> Task goal: Reproduce verbatim the section of the troll puzzle passage below that opens with the words containing "SO WHAT DO WE" and closes with "asked 33 questions).".

> Passage provided:
******
At this point there are a few things we can say. If L and T contain one or five members then we can use the guaranteed Knight or Knave Troll, and the fact we can guess "Yes" and "No" in their language from their previous answers, to identify everyone else [note this would take 11 questions at worst; this is relevant later]. If WTF group contains two members we can separate out the Knight, Knave, Joker and Meteorological Trolls using the question "Are you a Knight" (for members of the Truthful group) or "Are you a Knave" (in the L group), to which the Knight, Knave and Joker Trolls will give the same answer and the Meteorological Troll a different one. So, from the principle of maximum hardness on the part of the trolls we can assume the L and T groups contain three members each or two and four members. This implies that WTF group is empty and the Invariant group contains only 8 and 9.
SO WHAT DO WE DO NOW
So far, 2 (and all other members of T by definition) will have answered in the pattern "same-diff-same", and 3 (and all other members of L) will have answered in the pattern "same-same-diff". Call those patterns "SDS" and "SSD". Now if I ask all members of group T, "Are you the Knight Troll?" I am guaranteed that 2 (and 6 if it's there) will answer "yes", while 10 will answer "no", meaning if 10 is in group T I am guaranteed to end up with two patterns: SDSS and SDSD. I can do the same thing in group L with the question "Are you the Knave Troll?", yielding the patterns SSDS and (possibly, guaranteed only if 10 is in L) SSDD. Let's call the patterns that the Knight or Knave produces K-type patterns, and patterns the Meterologist produces M-type patterns. (I have now asked 33 questions).
******
> Recorded data:

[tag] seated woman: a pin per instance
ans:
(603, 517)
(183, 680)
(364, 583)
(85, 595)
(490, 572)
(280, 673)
******
> Worked answer:
SO WHAT DO WE DO NOW
So far, 2 (and all other members of T by definition) will have answered in the pattern "same-diff-same", and 3 (and all other members of L) will have answered in the pattern "same-same-diff". Call those patterns "SDS" and "SSD". Now if I ask all members of group T, "Are you the Knight Troll?" I am guaranteed that 2 (and 6 if it's there) will answer "yes", while 10 will answer "no", meaning if 10 is in group T I am guaranteed to end up with two patterns: SDSS and SDSD. I can do the same thing in group L with the question "Are you the Knave Troll?", yielding the patterns SSDS and (possibly, guaranteed only if 10 is in L) SSDD. Let's call the patterns that the Knight or Knave produces K-type patterns, and patterns the Meterologist produces M-type patterns. (I have now asked 33 questions).